** Excerpted text follows **
So I stop at this corner shop and check out the sunglasses displayed outside, but they seem to have survived every rain here since spring, covered in layer upon layer of white and red dust turned to mud by the rain, dried by the sun, wiped by the wind and so on, again and again. So I think they must be fairly cheap. I am running out of money, but my eyes are not happy at all, so I’m looking for a pair I can afford.

When the shop keeper comes, a dark haired man, mustache, black leather jacket, hands stuffed in his pockets, he hits me with the 20 lira price. And I am too polite to turn my back and just walk away. And my eyes hurt. So I manage to choose a pair and ask him to wash them so I can get a better idea of their real condition.

When we get into the shop, he sprays window cleaner on them and starts rubbing them with a soft cloth. I cringe at the sight and look around the shop, trying to feel more comfortable.

“I think they should be washed, really… And I think 10 lira would be enough. I mean, they are dirty and scratched. And it’s winter…”

“Maybe I would make it 15 lira, but not if you say like that”, he replies giving me his most expert puppy eyes look.

I smile, giving him my most penetrating look, stripping him naked of all the pretense.

“I’m sorry”, I continue. “I mean no offence. Really, look at them. I am just stating the obvious. And it’s off season. No one buys sunglasses anymore.”

“It’s all right”, he answers smugly, “I’ll sell them next year.”

“In this condition? OK…” I answer and let him continue rubbing them as I continue looking around the selves.

“You have a really nice shop.”

“Thank you.” he replies and I feel him softening up.

“Have you had it for long?” I insist.

“The building? Forty-five years. Family business.”

“Wow, a long time. That’s nice.”

He then hands me the sunglasses, proud of his work. I pick them up, turning them in my hands unsatisfied with the result.

“Can I?” I ask picking up the cloth myself.

“Of course.” he replies with a frown.

I wipe them again and carefully check them for scratches.

“They’re still dirty. And scratched”, I land the verdict on the glass counter between us.

He moves away from the counter, sighing and picking up a carton box from the lower shelf on the right, places it in front of me and starts shuffling through pairs of brand new sunglasses, clean in their thin plastic covers.

“Oh, the secret stash”, I giggle.

He hands me a pair and then my hands find their own way into the box and I try on several pairs, some just for fun, asking him for his opinion and making him laugh.

Eventually, I narrow it down to two pairs.

“Hmm… Which one should I get? What do you think?”

“This one”, he says, pointing to the pair I’d actually choose.

I decide to play a little longer and try both on alternatively a few times, complaining it’s so hard to decide.  When I see him rolling his eyes, I say I am sorry, forcing him to encourage me to take my time and keep going. Eventually, when I get bored, I choose the ones we both like and hand him 15 lira.

“Do you want tea?” he asks.

“Actually, yes. Why not?” I reply, although I wasn’t planning to.

And I let him lead me to this other room in the shop, where a hot chimney is burning, inviting me to take off my coat and pretend not to notice the satisfaction on his face.

“How nice! I love your chimney!”

He smiles and points to a chair next to the window and I sit down. He pulls a white plastic chair and joins me after pouring tea into a small tulip-shaped glass and handing it to me on a matching square shaped plate.

“Are you travelling alone?” he asks.

“Yes.”

“Why?”
** End of Excerpted text **
** Data below follows **
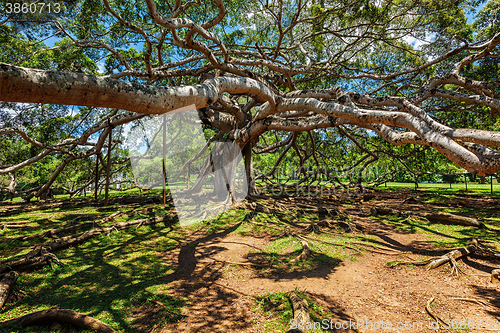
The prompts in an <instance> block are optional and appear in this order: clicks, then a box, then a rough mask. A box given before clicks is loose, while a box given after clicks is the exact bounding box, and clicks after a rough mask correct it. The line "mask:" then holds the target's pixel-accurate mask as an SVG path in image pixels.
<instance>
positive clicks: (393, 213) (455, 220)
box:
** End of Data below **
--- The task ---
Decide whether each statement agrees with the sunglasses story. For each one, answer yes or no and quote the deciding words from the text. (a) The shopkeeper's first price for the sunglasses is 20 lira. (b) The narrator pays 10 lira for the chosen pair. (c) According to the shopkeeper, the building has been in the family for forty-five years.

--- Exercise output ---
(a) Yes: "he hits me with the 20 lira price"
(b) No: "I choose the ones we both like and hand him 15 lira"
(c) Yes: "The building? Forty-five years. Family business."